Task goal >> List each line of the items below that contains the string "house". Matches must have the same case.

Raw records >>

Begin

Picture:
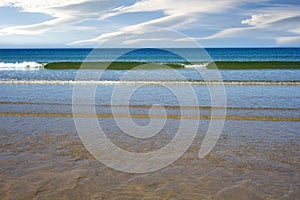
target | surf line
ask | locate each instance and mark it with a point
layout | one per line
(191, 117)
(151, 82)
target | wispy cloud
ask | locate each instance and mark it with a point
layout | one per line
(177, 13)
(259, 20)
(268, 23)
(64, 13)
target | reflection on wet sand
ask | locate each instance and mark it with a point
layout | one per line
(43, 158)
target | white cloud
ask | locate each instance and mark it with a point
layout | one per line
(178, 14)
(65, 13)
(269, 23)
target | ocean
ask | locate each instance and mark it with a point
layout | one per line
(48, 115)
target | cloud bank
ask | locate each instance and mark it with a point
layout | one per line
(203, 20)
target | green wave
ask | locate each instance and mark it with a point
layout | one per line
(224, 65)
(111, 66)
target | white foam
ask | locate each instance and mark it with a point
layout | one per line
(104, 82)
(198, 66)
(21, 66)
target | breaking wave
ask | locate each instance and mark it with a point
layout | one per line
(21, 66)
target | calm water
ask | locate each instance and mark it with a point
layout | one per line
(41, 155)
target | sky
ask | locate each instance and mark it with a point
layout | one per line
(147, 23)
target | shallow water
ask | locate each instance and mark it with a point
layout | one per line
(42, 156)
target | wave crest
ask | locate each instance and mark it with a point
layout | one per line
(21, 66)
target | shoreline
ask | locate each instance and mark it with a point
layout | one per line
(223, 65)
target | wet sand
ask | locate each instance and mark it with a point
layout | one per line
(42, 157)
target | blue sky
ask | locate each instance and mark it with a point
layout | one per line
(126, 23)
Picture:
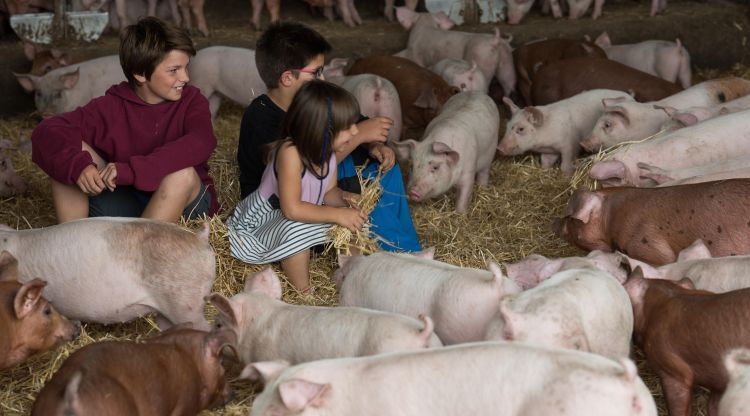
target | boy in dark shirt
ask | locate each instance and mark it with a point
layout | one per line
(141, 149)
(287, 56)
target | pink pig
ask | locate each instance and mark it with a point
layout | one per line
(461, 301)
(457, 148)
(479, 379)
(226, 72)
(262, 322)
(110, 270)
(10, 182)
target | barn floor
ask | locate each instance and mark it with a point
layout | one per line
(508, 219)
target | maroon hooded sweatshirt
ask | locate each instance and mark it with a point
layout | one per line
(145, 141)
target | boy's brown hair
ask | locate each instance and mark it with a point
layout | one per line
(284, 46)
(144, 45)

End
Begin

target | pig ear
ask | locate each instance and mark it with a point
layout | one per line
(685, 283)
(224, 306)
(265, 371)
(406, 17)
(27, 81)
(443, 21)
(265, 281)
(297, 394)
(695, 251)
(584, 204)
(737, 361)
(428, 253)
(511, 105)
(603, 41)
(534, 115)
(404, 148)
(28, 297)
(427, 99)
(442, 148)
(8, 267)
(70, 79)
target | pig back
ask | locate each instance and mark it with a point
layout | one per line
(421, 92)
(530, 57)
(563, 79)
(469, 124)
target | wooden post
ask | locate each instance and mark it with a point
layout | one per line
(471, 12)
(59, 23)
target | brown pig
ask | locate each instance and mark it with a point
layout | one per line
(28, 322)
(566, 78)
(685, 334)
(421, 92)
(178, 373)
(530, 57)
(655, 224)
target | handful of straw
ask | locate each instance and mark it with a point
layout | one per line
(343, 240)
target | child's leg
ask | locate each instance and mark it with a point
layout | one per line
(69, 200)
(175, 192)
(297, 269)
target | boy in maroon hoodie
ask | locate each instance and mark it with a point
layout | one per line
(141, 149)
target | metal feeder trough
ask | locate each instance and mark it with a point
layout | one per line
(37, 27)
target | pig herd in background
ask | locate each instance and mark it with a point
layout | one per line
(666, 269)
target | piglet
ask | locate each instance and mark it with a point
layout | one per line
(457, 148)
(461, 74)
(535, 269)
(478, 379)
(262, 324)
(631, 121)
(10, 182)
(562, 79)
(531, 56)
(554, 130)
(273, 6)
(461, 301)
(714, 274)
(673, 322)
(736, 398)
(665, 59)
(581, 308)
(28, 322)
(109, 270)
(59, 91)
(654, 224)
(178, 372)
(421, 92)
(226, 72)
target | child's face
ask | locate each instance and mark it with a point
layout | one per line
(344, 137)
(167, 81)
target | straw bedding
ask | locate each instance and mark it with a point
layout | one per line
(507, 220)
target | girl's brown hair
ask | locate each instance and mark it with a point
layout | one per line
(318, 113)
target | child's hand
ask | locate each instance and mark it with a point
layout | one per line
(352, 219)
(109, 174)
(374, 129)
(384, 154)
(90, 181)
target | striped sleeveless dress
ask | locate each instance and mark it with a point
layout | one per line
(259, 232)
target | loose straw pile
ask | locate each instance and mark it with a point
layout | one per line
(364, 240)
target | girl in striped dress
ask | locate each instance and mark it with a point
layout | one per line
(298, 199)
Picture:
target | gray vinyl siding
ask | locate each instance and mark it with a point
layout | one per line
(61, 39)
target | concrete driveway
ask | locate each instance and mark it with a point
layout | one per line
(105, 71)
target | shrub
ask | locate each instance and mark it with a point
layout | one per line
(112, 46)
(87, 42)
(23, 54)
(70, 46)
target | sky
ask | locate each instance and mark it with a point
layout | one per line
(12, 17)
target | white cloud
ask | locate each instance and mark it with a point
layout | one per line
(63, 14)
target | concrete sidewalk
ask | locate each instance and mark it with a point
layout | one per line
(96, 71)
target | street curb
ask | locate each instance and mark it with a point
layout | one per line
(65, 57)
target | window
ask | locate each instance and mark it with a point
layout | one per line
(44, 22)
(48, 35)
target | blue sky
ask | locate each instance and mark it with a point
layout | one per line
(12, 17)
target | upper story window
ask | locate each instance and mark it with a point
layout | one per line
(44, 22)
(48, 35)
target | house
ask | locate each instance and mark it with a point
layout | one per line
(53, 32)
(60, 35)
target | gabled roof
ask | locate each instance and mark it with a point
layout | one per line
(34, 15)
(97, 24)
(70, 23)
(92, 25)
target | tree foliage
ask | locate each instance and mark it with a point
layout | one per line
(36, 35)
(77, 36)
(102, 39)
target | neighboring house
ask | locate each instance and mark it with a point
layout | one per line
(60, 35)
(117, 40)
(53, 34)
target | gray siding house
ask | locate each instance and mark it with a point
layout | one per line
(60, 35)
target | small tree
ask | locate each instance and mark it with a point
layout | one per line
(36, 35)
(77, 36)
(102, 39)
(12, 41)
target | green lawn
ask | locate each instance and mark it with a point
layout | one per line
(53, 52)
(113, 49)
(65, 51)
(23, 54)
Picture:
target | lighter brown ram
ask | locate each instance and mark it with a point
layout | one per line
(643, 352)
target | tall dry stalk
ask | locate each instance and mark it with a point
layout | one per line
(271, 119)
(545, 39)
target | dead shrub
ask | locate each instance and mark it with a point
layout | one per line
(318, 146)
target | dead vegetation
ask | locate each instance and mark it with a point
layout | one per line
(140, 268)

End
Begin

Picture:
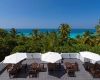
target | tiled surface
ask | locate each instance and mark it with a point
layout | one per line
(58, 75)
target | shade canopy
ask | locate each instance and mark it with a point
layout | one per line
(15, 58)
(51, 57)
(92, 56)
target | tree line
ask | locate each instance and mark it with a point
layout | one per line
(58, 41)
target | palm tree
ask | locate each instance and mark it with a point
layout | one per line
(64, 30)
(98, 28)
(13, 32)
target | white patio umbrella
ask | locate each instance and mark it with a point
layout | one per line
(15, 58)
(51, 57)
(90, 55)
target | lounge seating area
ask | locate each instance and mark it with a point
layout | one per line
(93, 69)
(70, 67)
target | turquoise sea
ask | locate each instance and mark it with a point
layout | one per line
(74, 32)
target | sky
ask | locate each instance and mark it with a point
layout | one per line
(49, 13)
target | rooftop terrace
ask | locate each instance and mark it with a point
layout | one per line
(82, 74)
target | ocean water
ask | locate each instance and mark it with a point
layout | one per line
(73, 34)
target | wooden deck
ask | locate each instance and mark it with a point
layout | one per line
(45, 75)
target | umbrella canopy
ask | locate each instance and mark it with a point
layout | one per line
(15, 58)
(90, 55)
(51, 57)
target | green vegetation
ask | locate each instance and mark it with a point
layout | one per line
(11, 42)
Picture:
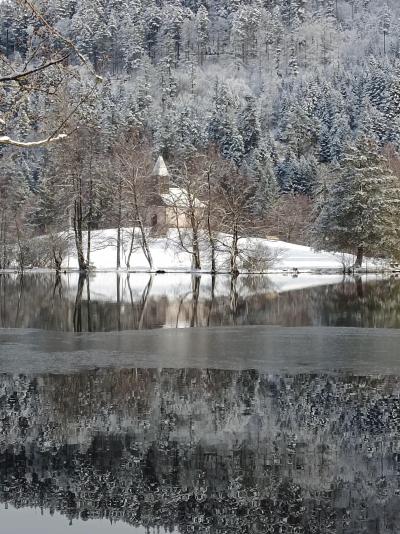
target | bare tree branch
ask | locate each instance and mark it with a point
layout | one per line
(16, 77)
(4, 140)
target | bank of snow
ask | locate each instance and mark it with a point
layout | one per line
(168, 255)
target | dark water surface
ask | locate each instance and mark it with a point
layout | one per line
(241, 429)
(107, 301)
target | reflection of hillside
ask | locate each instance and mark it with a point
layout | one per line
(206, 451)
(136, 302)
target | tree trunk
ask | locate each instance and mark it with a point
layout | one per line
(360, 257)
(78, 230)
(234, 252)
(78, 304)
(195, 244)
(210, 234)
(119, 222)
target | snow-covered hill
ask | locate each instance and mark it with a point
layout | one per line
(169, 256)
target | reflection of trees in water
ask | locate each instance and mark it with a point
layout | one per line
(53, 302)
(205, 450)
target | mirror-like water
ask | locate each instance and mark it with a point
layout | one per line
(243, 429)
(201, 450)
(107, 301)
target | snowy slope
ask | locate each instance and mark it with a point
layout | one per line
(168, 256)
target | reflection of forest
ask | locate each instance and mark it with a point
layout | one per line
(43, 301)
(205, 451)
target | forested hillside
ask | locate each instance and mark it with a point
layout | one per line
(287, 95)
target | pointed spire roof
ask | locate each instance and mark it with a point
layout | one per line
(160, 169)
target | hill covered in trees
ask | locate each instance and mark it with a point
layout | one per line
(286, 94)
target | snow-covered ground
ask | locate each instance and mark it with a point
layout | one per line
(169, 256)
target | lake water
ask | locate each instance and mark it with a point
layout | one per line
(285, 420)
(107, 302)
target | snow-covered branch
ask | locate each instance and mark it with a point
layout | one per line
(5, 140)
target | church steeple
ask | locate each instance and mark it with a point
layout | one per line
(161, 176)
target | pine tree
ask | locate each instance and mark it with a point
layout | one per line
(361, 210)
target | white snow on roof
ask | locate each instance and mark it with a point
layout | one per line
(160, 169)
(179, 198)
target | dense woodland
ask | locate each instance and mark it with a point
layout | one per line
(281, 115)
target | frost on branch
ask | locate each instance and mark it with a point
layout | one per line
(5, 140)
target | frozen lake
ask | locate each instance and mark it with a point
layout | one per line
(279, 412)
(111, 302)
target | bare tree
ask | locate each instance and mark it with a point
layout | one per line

End

Exercise response >>
target | house
target | neighboring house
target | gray siding house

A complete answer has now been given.